- _Отрывок_:
########
Павел Лукницкий - Acumiana, Встречи с Анной Ахматовой (Том 1, 1924-25 годы)
От АА я пошел на литературный вечер в "Балаганчике". Пришел в 11 часов и как раз вовремя - пьесу только что кончили, а литературное отделение еще не начали. Вот объявление о вечере:
БОЛЬШОЙ ЛИТЕРАТУРНЫЙ ВЕЧЕР
1-го декабря с. г. в зале театра "Балаганчик" (ул. 3 июля, 12) Союз писателей устраивает большой литературный вечер. В 1-м отд., посвященном памяти И. А. Крылова, после слова о И. А. Крылове П. Н. Медведева студией А. Н. Морозова будет представлена пьеса И. А. Крылова "Триумф". Во 2-м отд. с чтением своих произведений выступят писатели: Конст. Федин, Б о р. Л а в р е н е в, М. З о щ е н к о, Е. Замятин, Дм. Ч е т в е р и к о в, В. Каверин, Н и к. Б а р ш е в, М. Слонимский, Н. Тихонов, И. Садофьев, Н. К л ю е в, Н и к. Б р а у н и В с. Р о ж д е с т в е н с к и й.
########
- _Записи для обработки_:
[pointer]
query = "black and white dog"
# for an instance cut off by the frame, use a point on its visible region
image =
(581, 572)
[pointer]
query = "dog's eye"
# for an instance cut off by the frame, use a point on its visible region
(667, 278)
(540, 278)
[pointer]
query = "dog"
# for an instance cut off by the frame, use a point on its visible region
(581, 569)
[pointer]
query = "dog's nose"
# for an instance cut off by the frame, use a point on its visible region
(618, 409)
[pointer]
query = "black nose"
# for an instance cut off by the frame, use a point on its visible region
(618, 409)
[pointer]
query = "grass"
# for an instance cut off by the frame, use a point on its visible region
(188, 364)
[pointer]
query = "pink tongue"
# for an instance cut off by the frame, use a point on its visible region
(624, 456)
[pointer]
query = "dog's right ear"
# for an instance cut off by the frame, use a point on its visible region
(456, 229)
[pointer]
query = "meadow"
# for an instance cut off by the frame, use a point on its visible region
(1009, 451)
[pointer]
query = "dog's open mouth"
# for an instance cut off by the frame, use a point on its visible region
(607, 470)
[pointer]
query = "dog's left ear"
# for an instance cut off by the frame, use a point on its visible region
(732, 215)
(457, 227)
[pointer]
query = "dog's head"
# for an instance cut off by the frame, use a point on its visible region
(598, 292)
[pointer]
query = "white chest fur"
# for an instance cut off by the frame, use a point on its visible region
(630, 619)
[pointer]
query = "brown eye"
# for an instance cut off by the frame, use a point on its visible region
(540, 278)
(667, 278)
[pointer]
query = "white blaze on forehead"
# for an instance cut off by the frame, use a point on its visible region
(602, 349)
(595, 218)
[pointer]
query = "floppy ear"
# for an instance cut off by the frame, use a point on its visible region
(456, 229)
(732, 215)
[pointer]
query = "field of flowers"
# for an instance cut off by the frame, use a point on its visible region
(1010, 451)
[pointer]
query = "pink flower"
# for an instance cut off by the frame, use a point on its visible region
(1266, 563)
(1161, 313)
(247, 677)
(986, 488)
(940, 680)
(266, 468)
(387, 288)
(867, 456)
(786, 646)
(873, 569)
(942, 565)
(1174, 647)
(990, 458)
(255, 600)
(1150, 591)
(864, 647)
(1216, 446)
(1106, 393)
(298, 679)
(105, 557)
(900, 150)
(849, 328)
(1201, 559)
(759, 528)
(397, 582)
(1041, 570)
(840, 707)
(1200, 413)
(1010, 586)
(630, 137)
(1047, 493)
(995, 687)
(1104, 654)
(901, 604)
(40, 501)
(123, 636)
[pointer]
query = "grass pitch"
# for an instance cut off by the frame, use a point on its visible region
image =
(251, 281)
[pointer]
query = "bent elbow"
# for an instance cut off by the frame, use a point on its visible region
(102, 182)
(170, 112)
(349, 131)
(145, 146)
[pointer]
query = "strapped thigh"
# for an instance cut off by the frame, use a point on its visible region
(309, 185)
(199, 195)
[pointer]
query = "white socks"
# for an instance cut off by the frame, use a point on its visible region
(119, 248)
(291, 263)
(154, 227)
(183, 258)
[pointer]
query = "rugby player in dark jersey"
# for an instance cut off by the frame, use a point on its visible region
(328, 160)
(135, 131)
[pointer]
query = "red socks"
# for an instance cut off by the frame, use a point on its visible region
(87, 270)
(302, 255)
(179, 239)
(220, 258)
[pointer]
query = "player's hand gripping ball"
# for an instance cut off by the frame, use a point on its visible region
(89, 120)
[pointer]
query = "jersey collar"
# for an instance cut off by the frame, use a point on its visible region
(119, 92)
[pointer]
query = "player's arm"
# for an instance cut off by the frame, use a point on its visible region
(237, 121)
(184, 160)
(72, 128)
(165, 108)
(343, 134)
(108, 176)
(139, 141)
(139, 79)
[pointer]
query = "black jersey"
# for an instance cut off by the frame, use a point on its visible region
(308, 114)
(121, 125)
########
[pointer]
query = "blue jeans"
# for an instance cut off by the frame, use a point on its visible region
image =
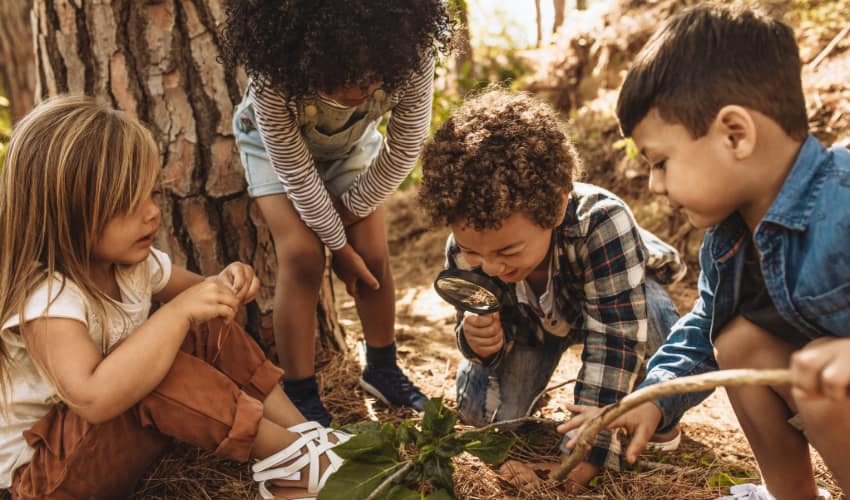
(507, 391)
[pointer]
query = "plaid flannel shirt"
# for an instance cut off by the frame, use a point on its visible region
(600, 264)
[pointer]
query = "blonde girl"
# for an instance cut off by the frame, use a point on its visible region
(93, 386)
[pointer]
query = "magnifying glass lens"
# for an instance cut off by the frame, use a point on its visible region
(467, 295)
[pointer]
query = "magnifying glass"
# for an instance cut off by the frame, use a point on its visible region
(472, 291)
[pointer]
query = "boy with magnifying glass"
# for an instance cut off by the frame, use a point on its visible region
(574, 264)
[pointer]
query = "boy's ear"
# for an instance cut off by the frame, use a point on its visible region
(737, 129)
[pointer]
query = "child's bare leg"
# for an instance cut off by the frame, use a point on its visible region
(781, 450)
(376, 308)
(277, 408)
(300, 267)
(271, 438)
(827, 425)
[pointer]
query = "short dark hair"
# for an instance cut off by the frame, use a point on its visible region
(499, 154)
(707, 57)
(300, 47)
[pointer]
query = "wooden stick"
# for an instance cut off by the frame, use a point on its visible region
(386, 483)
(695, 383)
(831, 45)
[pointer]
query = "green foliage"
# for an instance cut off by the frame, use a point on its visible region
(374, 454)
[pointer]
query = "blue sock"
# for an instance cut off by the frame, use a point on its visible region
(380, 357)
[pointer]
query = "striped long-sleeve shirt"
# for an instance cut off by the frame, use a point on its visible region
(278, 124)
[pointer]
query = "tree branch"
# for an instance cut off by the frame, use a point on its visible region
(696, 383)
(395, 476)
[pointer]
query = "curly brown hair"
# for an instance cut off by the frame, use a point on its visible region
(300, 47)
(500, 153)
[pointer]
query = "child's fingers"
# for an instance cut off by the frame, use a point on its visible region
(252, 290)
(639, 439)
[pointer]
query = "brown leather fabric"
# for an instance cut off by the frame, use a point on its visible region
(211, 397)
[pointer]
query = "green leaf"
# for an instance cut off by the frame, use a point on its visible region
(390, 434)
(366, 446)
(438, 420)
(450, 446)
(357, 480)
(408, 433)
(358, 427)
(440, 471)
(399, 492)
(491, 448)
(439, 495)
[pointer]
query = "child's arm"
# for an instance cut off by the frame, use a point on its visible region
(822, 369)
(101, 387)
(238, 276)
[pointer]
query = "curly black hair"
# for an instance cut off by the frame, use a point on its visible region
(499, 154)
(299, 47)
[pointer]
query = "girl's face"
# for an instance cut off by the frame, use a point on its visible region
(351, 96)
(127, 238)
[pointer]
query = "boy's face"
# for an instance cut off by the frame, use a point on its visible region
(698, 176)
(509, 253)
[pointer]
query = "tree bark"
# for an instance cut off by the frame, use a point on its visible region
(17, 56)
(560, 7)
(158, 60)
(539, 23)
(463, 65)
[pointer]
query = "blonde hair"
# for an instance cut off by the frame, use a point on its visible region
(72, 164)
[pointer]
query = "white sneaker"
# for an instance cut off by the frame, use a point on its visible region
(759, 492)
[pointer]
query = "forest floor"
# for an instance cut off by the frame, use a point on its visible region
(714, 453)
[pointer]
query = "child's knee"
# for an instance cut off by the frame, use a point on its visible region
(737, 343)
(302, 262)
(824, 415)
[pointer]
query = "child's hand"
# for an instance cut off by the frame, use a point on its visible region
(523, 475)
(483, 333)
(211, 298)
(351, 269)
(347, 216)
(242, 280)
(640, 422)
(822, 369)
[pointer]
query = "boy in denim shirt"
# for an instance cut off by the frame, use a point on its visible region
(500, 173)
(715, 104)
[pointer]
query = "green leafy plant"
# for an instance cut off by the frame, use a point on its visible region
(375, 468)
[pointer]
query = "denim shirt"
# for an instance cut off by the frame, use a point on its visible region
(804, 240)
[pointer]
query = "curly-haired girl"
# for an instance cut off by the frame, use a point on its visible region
########
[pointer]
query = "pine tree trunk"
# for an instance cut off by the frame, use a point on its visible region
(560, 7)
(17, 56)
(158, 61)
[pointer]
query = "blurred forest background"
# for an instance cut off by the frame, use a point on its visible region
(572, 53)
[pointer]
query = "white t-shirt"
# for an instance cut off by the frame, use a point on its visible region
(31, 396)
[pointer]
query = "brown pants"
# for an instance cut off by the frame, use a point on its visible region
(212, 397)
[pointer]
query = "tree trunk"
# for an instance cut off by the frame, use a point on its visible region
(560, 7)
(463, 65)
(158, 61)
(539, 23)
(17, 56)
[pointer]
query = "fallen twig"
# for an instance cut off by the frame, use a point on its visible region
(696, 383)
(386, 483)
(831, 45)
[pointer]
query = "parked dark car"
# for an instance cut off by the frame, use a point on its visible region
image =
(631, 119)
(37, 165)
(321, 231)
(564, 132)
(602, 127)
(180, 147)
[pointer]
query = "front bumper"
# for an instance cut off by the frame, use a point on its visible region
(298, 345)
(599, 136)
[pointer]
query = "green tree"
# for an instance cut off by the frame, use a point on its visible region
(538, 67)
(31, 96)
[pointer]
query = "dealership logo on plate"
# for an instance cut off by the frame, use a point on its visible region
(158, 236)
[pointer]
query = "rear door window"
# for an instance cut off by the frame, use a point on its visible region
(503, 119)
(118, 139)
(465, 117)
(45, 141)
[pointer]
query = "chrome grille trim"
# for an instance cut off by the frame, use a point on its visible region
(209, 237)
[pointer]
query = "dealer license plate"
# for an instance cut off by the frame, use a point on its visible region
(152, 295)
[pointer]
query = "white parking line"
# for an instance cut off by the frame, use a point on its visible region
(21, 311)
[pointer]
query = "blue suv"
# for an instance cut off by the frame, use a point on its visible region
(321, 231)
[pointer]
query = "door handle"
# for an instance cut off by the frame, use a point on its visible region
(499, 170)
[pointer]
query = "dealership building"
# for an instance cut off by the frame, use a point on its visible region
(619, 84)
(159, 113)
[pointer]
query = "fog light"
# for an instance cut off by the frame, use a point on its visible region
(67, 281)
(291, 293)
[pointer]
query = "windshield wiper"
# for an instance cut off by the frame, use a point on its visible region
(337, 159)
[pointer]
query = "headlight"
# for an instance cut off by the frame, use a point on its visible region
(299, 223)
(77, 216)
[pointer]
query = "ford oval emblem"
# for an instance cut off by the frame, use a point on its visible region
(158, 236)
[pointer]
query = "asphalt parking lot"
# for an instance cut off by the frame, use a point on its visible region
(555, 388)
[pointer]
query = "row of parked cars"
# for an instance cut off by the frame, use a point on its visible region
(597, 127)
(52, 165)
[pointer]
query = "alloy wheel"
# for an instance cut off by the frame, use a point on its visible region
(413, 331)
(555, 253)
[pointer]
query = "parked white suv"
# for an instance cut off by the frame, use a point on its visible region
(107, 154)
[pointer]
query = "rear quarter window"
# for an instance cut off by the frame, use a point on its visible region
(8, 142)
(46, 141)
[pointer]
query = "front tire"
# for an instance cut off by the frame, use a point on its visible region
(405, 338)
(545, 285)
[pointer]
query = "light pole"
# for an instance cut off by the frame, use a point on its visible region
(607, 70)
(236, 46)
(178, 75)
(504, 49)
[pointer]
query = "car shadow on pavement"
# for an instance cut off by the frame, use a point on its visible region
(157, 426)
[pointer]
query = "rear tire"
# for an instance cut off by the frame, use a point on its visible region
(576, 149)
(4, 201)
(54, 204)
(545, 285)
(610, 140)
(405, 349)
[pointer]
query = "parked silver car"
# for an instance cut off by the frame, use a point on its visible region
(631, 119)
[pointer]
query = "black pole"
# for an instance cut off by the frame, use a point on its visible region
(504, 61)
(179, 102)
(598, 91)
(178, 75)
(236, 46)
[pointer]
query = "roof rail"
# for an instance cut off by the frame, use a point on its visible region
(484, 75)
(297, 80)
########
- _Задания_:
a) Выпишите из записей каждую строку, где встречается слово «shirt», с учетом регистра букв.
b) Продолжите отрывок о литературном вечере в «Балаганчике», начав сразу после его последнего предложения.

- _Ответы_:
a)
query = "plaid flannel shirt"
query = "striped long-sleeve shirt"
query = "boy in denim shirt"
query = "denim shirt"
query = "white t-shirt"

b)
Подчеркнутые - выступали. Не знаю, выступал ли М. Слонимский. Кажется, да.
Лавренев читал отрывок из "Небесн. Картуза", Зощенко - о бане и о ванне. Рождественский - переводы из Беранже, Клюев - стихи.
Зал был полон. Принимали без больших аплодисментов, но слушали внимательно. Во время чтения в зале все поэты и писатели бродили по фойе, разговаривали друг с другом.
Федин, Н. Тихонов, Замятин, Зощенко и другие бродили одной группой со своими дамами. Одиноко стоял В. Кривич, который никого не приманивал к разговору своей глупостью. То же было и с Нельдихеном. Баршев - чужой "старым" - сидел в зале, Садофьев, Браун и другие слонялись также без дела. Клюев куда-то смылся. Рождественский со своей девушкой то влезал в зал, то прикреплялся к какой-нибудь группе. Лавренев бродил с виснувшей на нем И. Куниной.
В 12 1/2 конферансье объявил, что из-за позднего времени остальные участники не выступят, хотя они все и собрались здесь. Публика стала вызывать Тихонова и Садофьева, больше Тихонова. Но ни Тихонов, ни Садофьев, ни Федин, ни Замятин не выступили. Вечер кончился. В толпе уходивших я увидел Л. Попову с сестрой. Заговорили, и я пошел их провожать - одну на Моховую, другую на Мойку.
Замятина мне говорила о своем пребывании с АА на Сиверской. АА чудесно собирает грибы - еще одна черточка в ее "биографию"...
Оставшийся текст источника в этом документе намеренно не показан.